──────── BRANO DA LEGGERE ────────
“Il governo Draghi ci dica cosa vuole fare del Ponte sullo Stretto, abbiamo diritto a una risposta definitiva. Basta con gli eterni rinvii e i balletti, altrimenti siamo pronti a farlo da soli”.
E’ quanto il presidente della Regione Siciliana, Nello Musumeci, ha esternato oggi nel corso di una conferenza stampa a Catania col governatore della Calabria, Nino Spirlì, e l’amministratore delegato di Webuild, Pietro Salini, sul tema ‘Grazie Ponte sullo Stretto: l’opera possibile e necessaria, per l’Italia e per l’Europa’.
All’iniziativa, promossa dal network “Lettera150” con il professore Felice Giuffrè, hanno preso parte anche l’ex ministro Pietro Lunardi, l’assessore regionale alle Infrastrutture Marco Falcone e l’omologo della Calabria Domenica Catalfamo.
Con una battuta, il presidente della Regione Siciliana si è riferito al ponte: “Chiamiamolo “Ulisse” – ha detto – perché pare che a Roma se diciamo Ponte sullo Stretto sia considerata una parolaccia”.
E proprio questa dichiarazione ha innescato una polemica a distanza con il presidente della commissione antimafia in Sicilia, il deputato regionale Claudio Fava, che ha stigmatizzato così le parole del presidente della Regione: “Musumeci ha ribattezzato il ponte sullo stretto “Ulisse”. Contento lui. Ai siciliani invece resta l’Odissea quotidiana di treni lenti come cent’anni fa e di autostrade che assomigliano alla Parigi-Dakar”.
──────── DATI DA ESAMINARE ────────
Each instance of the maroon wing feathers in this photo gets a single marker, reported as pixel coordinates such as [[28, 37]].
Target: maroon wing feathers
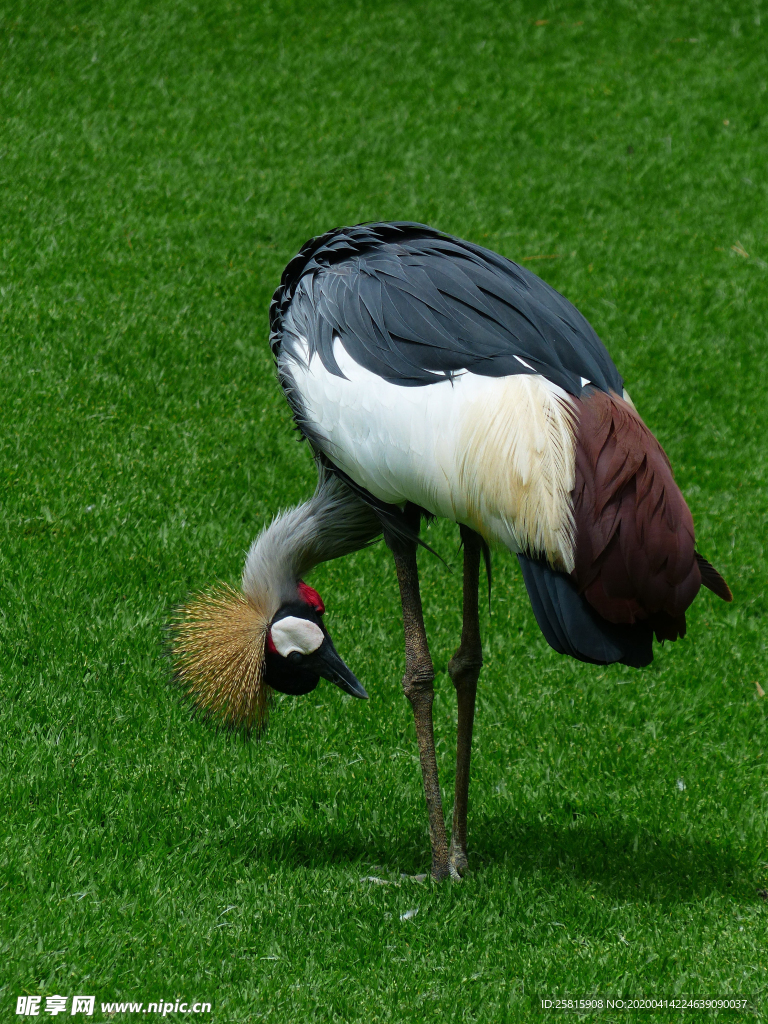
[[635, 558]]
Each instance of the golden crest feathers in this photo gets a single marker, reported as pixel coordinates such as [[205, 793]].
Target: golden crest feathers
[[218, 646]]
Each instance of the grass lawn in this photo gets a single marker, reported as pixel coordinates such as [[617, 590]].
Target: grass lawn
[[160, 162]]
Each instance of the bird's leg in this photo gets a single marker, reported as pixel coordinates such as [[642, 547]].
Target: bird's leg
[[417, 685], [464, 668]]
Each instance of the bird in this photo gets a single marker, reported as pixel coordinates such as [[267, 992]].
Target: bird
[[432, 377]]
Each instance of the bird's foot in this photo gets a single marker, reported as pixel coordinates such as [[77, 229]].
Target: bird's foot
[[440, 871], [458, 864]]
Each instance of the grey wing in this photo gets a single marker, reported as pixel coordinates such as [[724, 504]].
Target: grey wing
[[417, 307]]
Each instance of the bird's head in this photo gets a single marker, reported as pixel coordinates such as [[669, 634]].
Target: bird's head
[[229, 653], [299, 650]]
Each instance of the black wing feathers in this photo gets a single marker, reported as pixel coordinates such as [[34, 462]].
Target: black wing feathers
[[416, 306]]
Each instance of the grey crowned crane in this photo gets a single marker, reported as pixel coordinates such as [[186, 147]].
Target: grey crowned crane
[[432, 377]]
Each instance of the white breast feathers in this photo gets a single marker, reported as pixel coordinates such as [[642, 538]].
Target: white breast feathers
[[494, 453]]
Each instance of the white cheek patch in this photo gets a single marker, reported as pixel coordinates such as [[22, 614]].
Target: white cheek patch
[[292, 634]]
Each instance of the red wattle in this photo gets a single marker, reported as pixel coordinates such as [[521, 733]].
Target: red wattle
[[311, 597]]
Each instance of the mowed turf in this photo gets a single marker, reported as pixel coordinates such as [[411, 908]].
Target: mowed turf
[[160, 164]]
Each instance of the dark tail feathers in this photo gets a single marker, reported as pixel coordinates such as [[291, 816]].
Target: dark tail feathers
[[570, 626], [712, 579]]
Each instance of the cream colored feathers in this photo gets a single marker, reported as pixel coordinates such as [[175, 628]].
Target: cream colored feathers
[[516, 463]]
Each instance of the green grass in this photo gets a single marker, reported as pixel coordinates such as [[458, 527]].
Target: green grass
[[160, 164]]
────────
CONSEGNA
Ricopia senza modifiche la parte del brano sul Ponte sullo Stretto da "All’iniziativa, promossa dal" a "Calabria Domenica Catalfamo.", includendo entrambe le espressioni.

RISPOSTA ALL'ESERCIZIO
All’iniziativa, promossa dal network “Lettera150” con il professore Felice Giuffrè, hanno preso parte anche l’ex ministro Pietro Lunardi, l’assessore regionale alle Infrastrutture Marco Falcone e l’omologo della Calabria Domenica Catalfamo.